TASK TO COMPLETE:
For every entry below, give an exact repeat and leave out the pictures.
-- DATASET RECORDS follows --
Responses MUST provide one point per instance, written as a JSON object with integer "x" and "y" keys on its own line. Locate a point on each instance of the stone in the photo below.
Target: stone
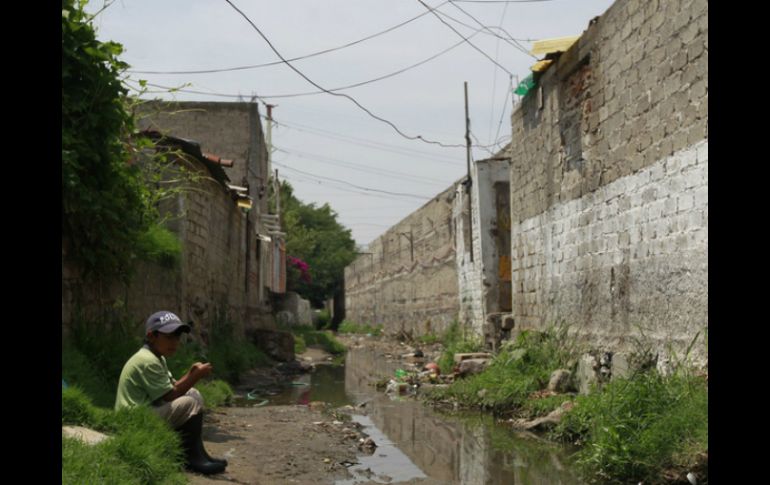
{"x": 586, "y": 373}
{"x": 277, "y": 344}
{"x": 621, "y": 366}
{"x": 472, "y": 366}
{"x": 475, "y": 355}
{"x": 86, "y": 435}
{"x": 561, "y": 381}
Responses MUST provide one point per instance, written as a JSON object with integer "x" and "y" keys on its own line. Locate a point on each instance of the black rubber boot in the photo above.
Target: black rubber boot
{"x": 195, "y": 454}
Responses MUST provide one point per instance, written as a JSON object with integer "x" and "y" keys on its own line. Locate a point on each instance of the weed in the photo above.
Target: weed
{"x": 351, "y": 327}
{"x": 634, "y": 428}
{"x": 141, "y": 449}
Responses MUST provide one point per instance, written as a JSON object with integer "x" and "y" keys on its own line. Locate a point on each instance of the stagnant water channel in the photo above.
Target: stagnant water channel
{"x": 414, "y": 441}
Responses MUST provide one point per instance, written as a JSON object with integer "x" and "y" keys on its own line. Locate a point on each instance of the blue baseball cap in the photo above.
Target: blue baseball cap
{"x": 165, "y": 322}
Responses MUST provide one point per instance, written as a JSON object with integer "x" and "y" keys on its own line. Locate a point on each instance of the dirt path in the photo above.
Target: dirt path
{"x": 283, "y": 444}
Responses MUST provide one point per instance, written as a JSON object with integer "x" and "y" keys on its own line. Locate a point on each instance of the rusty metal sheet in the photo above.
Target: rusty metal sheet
{"x": 557, "y": 44}
{"x": 541, "y": 65}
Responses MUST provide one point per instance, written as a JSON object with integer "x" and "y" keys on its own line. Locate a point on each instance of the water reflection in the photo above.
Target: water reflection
{"x": 472, "y": 450}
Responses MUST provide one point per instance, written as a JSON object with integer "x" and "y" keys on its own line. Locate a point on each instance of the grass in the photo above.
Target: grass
{"x": 306, "y": 336}
{"x": 351, "y": 327}
{"x": 634, "y": 428}
{"x": 142, "y": 448}
{"x": 513, "y": 375}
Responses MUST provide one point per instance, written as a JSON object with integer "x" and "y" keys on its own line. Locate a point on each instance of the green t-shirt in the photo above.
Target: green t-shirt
{"x": 144, "y": 378}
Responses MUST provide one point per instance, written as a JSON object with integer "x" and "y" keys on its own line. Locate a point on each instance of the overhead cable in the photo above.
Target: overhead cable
{"x": 298, "y": 58}
{"x": 363, "y": 168}
{"x": 463, "y": 37}
{"x": 368, "y": 189}
{"x": 389, "y": 123}
{"x": 515, "y": 43}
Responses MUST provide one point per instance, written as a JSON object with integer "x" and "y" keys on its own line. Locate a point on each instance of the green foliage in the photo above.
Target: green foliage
{"x": 215, "y": 393}
{"x": 104, "y": 202}
{"x": 516, "y": 372}
{"x": 142, "y": 448}
{"x": 229, "y": 354}
{"x": 299, "y": 343}
{"x": 324, "y": 319}
{"x": 95, "y": 354}
{"x": 633, "y": 428}
{"x": 429, "y": 339}
{"x": 324, "y": 338}
{"x": 352, "y": 327}
{"x": 315, "y": 236}
{"x": 160, "y": 245}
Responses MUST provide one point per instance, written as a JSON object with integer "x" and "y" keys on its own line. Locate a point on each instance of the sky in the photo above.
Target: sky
-- DATASET RECORDS concluded --
EXERCISE RESULT:
Responses MUST provide one point per instance, written as a JSON object with integer "x" and "y" keys on its own line. Locate a point on each instance of the stone in the photo below.
Target: stone
{"x": 586, "y": 373}
{"x": 277, "y": 344}
{"x": 621, "y": 366}
{"x": 472, "y": 366}
{"x": 475, "y": 355}
{"x": 86, "y": 435}
{"x": 561, "y": 381}
Responses MUST provide one point per instance, written as a JSON object with integer "x" and "y" keys on its own line. Locate a point on each instance of the black rubber boot in the photo above.
Target: black rubber boot
{"x": 195, "y": 454}
Responses MUST provide one point per instance, written as a JSON object with integer "x" and "y" keys on its own line. Locate a point on each instance of the weed in the photo above.
Target: weed
{"x": 351, "y": 327}
{"x": 634, "y": 428}
{"x": 141, "y": 449}
Responses MUST provide one point per instance, written as a JSON object with integer "x" and "y" keys on its own line. Locate a point on each instance of the stagnant water channel in the photo above.
Target: stagnant water channel
{"x": 414, "y": 441}
Responses MUST provide one point per instance, written as a JSON object with integer "x" and "y" keys on its own line. Locate a point on each instance of the blue baseball cap in the photo above.
Target: blue baseball cap
{"x": 165, "y": 322}
Responses MUST provide one point per instance, written as a JSON object with integer "x" and "y" keys on its own line. Locate a point on each instance of the dirt path in the photo above.
Target: dirt path
{"x": 283, "y": 444}
Responses MUST provide one point per instance, written as a JSON object with integer "x" and "y" keys on its own line. Locate a point on each instance of the rusty metal sheet in the photo above.
Target: rusty metal sheet
{"x": 557, "y": 44}
{"x": 541, "y": 65}
Responses MUST provide one point per instance, written as a JSON object with integer "x" and "y" keys on its own line. Locate a point on each instance of the water reflection in the photo above.
Target: water reflection
{"x": 472, "y": 450}
Responses MUST provide one point per instance, written as a JSON object with integer "x" and "y" keys on its own line. Locate a point on each instance of the grass in the photo above.
Target: grass
{"x": 306, "y": 336}
{"x": 351, "y": 327}
{"x": 634, "y": 428}
{"x": 142, "y": 448}
{"x": 513, "y": 375}
Responses MUST provide one point per instance, written as a JSON object with integer "x" and "y" keys on its own line. Locate a point on each instance of the green t-shirt in the photo above.
Target: green t-shirt
{"x": 144, "y": 378}
Responses MUST provide one point per instance, written as a JSON object with integer "x" and "y" keys on its own line. Locate a point on each instance of the overhead cable in the photo above.
Target: overhead cable
{"x": 298, "y": 58}
{"x": 363, "y": 168}
{"x": 463, "y": 37}
{"x": 368, "y": 189}
{"x": 389, "y": 123}
{"x": 515, "y": 43}
Responses MUST provide one point per instance, written as a JSON object with integer "x" and "y" keys on its own line. Locate a point on each instance of the green foliage in the photo above.
Target: green foliage
{"x": 215, "y": 393}
{"x": 104, "y": 202}
{"x": 516, "y": 372}
{"x": 142, "y": 448}
{"x": 229, "y": 354}
{"x": 299, "y": 343}
{"x": 324, "y": 319}
{"x": 95, "y": 354}
{"x": 633, "y": 428}
{"x": 429, "y": 339}
{"x": 324, "y": 338}
{"x": 352, "y": 327}
{"x": 315, "y": 236}
{"x": 160, "y": 245}
Responses MUST provide one point per instance, written as a JSON object with integer "x" and "y" keys on its own line. Locate a point on each instance of the sky in the photo above.
Target: sky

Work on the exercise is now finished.